_YOUR INSTRUCTIONS_
Write the listing below out again exactly, though only as far as the line with "box: [540, 353, 1354, 529]", which is included.

_EXTRACTED INFORMATION_
=-=-=

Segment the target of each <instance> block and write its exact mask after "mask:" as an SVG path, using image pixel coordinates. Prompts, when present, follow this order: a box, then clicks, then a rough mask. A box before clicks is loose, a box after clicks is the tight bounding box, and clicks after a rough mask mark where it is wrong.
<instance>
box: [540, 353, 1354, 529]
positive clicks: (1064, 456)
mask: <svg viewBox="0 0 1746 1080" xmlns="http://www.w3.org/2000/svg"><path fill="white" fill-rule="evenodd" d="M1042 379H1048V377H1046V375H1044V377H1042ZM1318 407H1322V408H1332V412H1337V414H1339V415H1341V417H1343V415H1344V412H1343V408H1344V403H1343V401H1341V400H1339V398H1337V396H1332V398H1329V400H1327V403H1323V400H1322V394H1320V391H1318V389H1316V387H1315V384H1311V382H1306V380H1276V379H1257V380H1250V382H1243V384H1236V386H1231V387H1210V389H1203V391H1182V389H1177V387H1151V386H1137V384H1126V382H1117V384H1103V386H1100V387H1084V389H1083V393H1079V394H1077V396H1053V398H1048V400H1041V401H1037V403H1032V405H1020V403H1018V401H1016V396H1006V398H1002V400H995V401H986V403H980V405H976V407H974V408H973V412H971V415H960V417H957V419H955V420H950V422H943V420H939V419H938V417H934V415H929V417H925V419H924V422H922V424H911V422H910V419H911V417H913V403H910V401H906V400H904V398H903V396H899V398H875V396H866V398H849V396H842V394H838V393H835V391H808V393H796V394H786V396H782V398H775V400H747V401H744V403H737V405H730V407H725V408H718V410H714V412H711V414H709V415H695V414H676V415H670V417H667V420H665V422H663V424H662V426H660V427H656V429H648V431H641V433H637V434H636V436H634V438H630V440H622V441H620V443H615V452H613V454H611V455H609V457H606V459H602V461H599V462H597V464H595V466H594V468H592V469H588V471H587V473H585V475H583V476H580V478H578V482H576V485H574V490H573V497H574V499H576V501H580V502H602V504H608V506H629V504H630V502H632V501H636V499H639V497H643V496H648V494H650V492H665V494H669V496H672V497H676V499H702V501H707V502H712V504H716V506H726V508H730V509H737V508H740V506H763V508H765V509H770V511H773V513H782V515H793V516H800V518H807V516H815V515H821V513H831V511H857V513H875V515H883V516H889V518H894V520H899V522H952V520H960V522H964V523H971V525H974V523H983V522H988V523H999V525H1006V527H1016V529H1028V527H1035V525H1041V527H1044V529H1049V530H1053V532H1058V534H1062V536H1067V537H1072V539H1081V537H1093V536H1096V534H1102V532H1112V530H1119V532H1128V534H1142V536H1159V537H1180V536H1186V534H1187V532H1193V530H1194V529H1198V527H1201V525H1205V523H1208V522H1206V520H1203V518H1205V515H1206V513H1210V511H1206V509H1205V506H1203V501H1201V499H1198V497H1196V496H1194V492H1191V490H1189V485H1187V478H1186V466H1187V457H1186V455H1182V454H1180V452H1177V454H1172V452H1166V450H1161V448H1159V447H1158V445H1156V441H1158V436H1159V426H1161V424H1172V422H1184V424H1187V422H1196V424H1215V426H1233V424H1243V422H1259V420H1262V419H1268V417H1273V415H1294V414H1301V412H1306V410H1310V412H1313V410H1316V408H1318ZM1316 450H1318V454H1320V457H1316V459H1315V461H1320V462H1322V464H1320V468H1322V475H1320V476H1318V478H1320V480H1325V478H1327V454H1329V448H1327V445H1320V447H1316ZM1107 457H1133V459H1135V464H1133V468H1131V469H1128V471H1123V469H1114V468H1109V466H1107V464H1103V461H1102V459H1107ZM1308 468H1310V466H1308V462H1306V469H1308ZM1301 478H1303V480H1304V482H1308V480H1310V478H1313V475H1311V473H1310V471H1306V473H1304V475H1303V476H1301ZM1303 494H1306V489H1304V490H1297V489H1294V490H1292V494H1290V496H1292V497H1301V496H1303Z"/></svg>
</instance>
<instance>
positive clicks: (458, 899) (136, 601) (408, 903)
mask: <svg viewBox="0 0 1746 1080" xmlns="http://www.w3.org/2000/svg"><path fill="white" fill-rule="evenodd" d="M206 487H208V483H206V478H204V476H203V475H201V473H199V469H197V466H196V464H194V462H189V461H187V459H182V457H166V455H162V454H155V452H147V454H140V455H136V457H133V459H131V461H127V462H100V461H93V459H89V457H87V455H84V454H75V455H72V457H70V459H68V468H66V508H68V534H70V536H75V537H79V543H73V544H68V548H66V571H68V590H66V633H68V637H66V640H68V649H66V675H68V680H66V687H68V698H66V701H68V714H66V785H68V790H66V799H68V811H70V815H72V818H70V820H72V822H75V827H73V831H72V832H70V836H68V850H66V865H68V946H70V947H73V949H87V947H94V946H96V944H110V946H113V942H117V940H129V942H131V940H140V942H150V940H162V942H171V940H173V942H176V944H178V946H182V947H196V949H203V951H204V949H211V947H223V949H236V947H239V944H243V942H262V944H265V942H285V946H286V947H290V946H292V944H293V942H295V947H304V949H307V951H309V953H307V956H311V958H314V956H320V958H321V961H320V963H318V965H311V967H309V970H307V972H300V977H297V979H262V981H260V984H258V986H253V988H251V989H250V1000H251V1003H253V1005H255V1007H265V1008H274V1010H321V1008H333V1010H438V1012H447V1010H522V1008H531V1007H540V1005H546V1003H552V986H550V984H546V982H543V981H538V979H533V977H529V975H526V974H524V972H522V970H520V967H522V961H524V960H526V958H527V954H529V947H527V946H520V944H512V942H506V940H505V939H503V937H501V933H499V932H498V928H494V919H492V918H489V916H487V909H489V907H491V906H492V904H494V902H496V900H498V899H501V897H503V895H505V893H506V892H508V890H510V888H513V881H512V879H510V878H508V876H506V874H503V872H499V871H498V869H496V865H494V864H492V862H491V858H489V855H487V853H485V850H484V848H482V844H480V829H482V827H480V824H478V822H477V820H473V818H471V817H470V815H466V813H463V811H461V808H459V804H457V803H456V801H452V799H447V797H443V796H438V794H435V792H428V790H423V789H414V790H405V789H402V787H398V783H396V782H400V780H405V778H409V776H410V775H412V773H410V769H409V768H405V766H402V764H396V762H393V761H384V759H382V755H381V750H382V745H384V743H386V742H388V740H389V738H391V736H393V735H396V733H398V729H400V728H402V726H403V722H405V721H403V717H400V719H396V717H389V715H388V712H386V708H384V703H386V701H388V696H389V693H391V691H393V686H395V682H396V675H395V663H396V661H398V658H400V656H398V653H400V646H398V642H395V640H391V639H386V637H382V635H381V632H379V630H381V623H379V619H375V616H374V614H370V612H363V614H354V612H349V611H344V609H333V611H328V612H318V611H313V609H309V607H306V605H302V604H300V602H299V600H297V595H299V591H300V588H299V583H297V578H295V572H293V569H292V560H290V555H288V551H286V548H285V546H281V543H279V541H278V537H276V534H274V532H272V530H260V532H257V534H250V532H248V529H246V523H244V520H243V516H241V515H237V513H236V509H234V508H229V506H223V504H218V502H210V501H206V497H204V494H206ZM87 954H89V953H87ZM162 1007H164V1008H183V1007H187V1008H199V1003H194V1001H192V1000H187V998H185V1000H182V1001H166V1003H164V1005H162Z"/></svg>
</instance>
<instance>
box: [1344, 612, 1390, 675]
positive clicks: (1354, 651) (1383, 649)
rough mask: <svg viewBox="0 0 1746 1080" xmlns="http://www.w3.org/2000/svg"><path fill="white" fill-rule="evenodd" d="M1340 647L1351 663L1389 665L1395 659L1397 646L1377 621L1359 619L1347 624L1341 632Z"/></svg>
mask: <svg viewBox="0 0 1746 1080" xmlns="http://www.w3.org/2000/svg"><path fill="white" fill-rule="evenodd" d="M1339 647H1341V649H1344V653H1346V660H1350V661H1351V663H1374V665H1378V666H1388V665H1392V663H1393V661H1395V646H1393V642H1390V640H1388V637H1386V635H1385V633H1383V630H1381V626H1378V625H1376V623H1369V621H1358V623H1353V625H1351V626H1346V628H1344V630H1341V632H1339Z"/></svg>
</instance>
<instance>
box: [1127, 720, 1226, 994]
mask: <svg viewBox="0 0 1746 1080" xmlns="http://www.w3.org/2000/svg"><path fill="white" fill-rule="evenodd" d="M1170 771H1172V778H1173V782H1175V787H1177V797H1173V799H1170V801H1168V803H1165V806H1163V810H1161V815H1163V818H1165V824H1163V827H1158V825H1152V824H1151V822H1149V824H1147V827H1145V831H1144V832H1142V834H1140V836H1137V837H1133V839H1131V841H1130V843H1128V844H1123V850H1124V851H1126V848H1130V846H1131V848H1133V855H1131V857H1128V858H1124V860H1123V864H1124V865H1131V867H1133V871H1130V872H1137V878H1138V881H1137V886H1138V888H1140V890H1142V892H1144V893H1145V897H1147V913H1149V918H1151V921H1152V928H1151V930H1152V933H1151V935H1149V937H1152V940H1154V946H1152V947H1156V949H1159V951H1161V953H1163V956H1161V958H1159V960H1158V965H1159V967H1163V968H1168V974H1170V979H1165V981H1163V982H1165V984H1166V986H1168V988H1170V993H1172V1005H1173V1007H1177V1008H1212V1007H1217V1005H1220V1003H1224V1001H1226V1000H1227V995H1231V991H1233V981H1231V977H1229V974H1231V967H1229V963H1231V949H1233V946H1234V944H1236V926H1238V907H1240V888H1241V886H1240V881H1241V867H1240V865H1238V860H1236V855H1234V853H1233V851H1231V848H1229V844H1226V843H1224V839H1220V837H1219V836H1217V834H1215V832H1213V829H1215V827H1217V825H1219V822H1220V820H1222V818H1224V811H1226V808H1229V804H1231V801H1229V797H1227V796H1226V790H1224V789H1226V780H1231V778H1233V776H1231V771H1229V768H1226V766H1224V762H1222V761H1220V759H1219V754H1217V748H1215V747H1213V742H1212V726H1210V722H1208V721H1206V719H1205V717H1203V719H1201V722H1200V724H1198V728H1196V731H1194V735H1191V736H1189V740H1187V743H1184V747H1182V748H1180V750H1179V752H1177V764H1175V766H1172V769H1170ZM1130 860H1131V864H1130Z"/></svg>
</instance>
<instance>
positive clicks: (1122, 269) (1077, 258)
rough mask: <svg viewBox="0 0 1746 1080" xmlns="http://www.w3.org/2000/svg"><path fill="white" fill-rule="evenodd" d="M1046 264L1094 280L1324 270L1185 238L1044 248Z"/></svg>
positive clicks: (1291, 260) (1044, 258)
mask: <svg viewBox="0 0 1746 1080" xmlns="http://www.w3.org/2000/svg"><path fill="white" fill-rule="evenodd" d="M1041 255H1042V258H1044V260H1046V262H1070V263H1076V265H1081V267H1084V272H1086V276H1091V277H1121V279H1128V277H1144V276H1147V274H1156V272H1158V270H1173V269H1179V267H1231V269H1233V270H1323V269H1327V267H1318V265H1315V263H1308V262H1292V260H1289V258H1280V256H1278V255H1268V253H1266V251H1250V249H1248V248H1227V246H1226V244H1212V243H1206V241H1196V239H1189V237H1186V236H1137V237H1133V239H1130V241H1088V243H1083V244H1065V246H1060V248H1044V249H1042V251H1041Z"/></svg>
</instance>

=-=-=

_FINAL ANSWER_
Segment the target of each <instance> block and write its exact mask after "mask:" as an SVG path, using image pixel coordinates. Prompts, when present, follow this order: a box, then clicks, then a rough mask. A box before clicks is loose, a box after clicks is the tight bounding box, and clicks after a rough mask mark where it is wrong.
<instance>
box: [540, 353, 1354, 529]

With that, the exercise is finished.